TASK PROMPT. The reply should be an exact repeat of the listing, with no pictures in it.

DATA FOR PROCESSING.
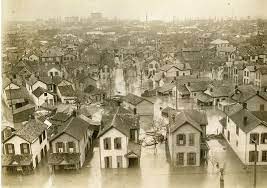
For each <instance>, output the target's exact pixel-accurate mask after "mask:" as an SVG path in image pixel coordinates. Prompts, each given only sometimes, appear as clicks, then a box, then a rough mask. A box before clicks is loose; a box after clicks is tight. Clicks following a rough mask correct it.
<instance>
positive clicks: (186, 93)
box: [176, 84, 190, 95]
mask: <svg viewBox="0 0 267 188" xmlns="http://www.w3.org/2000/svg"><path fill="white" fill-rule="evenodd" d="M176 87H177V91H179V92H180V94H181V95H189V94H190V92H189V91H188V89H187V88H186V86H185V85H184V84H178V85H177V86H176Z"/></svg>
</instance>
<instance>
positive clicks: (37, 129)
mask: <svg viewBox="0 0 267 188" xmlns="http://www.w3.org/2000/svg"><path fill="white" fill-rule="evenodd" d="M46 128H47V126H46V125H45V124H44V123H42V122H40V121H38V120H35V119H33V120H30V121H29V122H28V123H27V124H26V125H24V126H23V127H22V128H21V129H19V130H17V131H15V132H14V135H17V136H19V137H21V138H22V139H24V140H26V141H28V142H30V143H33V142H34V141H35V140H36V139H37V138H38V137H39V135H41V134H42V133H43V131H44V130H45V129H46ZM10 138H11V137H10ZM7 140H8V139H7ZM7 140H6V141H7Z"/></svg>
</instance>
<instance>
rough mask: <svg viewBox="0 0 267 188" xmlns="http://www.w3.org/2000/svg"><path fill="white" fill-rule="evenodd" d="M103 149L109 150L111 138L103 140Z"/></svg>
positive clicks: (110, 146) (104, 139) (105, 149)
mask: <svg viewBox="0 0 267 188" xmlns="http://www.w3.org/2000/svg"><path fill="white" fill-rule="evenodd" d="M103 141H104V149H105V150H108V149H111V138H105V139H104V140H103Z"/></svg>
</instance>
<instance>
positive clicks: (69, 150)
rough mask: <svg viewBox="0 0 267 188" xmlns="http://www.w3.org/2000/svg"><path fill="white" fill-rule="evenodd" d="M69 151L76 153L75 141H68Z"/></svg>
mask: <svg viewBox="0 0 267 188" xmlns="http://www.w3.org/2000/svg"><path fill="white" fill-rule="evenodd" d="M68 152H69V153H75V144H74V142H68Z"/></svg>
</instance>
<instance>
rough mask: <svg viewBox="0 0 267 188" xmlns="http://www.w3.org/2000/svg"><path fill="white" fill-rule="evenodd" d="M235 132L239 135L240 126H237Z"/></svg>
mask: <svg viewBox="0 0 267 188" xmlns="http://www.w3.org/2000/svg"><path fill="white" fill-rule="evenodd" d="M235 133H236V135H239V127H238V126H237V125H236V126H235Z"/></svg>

COMPLETED EXERCISE.
For each <instance>, output the target's exact pixel-accurate mask after "mask:" as an SVG path in image pixel coordinates. Prompts, each given only sometimes, appear as clicks, then a box, then a rough mask. A box before clicks is loose; a box after clicks is tight. Clicks following a rough mask correct it.
<instance>
positive clicks: (186, 93)
box: [176, 84, 190, 95]
mask: <svg viewBox="0 0 267 188" xmlns="http://www.w3.org/2000/svg"><path fill="white" fill-rule="evenodd" d="M176 87H177V91H179V92H180V94H181V95H189V94H190V92H189V91H188V89H187V88H186V86H185V85H184V84H178V85H177V86H176Z"/></svg>
</instance>
<instance>
positive clicks: (37, 129)
mask: <svg viewBox="0 0 267 188" xmlns="http://www.w3.org/2000/svg"><path fill="white" fill-rule="evenodd" d="M46 128H47V126H46V125H45V124H44V123H42V122H40V121H38V120H35V119H33V120H30V121H29V122H28V123H27V124H26V125H24V126H23V127H22V128H21V129H19V130H17V131H15V132H14V135H17V136H19V137H21V138H22V139H24V140H26V141H28V142H30V143H33V142H34V141H35V140H36V139H37V138H38V137H39V135H41V134H42V133H43V131H44V130H45V129H46ZM10 138H11V137H10ZM7 140H8V139H7ZM7 140H6V141H7Z"/></svg>
</instance>
<instance>
rough mask: <svg viewBox="0 0 267 188" xmlns="http://www.w3.org/2000/svg"><path fill="white" fill-rule="evenodd" d="M103 149L109 150L111 138L103 140Z"/></svg>
positive clicks: (110, 146) (104, 139) (105, 149)
mask: <svg viewBox="0 0 267 188" xmlns="http://www.w3.org/2000/svg"><path fill="white" fill-rule="evenodd" d="M103 141H104V149H105V150H108V149H111V138H105V139H104V140H103Z"/></svg>
</instance>
<instance>
positive clicks: (69, 150)
rough mask: <svg viewBox="0 0 267 188" xmlns="http://www.w3.org/2000/svg"><path fill="white" fill-rule="evenodd" d="M69 151L76 153L75 141H68Z"/></svg>
mask: <svg viewBox="0 0 267 188" xmlns="http://www.w3.org/2000/svg"><path fill="white" fill-rule="evenodd" d="M68 152H69V153H75V144H74V142H68Z"/></svg>
</instance>
<instance>
rough mask: <svg viewBox="0 0 267 188" xmlns="http://www.w3.org/2000/svg"><path fill="white" fill-rule="evenodd" d="M235 132L239 135L240 126H237Z"/></svg>
mask: <svg viewBox="0 0 267 188" xmlns="http://www.w3.org/2000/svg"><path fill="white" fill-rule="evenodd" d="M235 133H236V135H239V127H238V126H237V125H236V126H235Z"/></svg>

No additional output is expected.